> [GOAL]: Return each line of the data below that contains the word "shirt", copied without any changes.

> [THE RECORDS]:
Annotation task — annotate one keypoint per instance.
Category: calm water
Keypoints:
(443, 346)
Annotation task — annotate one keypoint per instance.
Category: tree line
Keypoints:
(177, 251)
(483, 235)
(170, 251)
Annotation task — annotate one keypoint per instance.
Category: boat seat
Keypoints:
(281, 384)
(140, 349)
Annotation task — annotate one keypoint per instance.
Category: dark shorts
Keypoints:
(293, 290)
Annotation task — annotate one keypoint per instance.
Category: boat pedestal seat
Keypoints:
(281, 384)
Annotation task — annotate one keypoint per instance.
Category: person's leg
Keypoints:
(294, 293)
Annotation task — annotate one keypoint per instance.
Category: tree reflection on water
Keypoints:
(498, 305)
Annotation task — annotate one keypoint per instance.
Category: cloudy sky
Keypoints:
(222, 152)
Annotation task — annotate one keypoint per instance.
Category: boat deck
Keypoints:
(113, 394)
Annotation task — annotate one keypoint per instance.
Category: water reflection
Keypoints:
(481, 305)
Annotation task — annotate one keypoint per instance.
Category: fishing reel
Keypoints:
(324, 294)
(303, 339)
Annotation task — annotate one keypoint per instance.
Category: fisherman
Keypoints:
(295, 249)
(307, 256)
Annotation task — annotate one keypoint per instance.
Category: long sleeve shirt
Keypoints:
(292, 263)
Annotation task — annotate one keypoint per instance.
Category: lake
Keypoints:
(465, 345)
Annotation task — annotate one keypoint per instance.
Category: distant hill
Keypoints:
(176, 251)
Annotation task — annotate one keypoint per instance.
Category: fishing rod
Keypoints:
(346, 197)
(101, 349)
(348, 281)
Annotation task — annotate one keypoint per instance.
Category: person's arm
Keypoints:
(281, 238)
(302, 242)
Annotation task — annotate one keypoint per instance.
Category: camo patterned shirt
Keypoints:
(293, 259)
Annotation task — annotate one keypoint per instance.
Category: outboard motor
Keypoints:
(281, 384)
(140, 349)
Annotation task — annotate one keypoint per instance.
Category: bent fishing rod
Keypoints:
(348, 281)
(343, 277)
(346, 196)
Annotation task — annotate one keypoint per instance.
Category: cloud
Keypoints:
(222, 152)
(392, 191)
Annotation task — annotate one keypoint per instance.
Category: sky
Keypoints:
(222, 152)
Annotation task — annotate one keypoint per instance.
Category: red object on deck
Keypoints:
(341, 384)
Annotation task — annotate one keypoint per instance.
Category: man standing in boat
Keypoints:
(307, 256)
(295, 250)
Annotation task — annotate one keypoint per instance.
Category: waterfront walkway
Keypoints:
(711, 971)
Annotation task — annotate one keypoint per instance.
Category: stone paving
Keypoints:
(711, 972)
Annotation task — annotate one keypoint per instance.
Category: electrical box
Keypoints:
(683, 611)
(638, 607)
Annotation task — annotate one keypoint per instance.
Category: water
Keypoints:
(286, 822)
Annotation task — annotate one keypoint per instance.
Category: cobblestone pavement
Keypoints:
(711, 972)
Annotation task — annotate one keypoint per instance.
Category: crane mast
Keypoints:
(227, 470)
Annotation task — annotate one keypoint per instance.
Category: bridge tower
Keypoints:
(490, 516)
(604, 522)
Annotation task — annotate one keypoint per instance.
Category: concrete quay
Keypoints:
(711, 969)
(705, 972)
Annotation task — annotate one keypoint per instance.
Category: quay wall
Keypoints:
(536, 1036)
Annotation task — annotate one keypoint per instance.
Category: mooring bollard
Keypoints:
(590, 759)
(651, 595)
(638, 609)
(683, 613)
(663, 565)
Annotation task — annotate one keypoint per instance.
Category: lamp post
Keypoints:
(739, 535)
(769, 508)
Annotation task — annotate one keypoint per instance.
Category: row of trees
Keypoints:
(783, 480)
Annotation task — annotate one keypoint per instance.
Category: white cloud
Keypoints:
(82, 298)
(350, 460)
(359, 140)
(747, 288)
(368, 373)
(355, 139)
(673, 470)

> [EXERCISE ANSWER]:
Category: long sleeve shirt
Category: camo patterned shirt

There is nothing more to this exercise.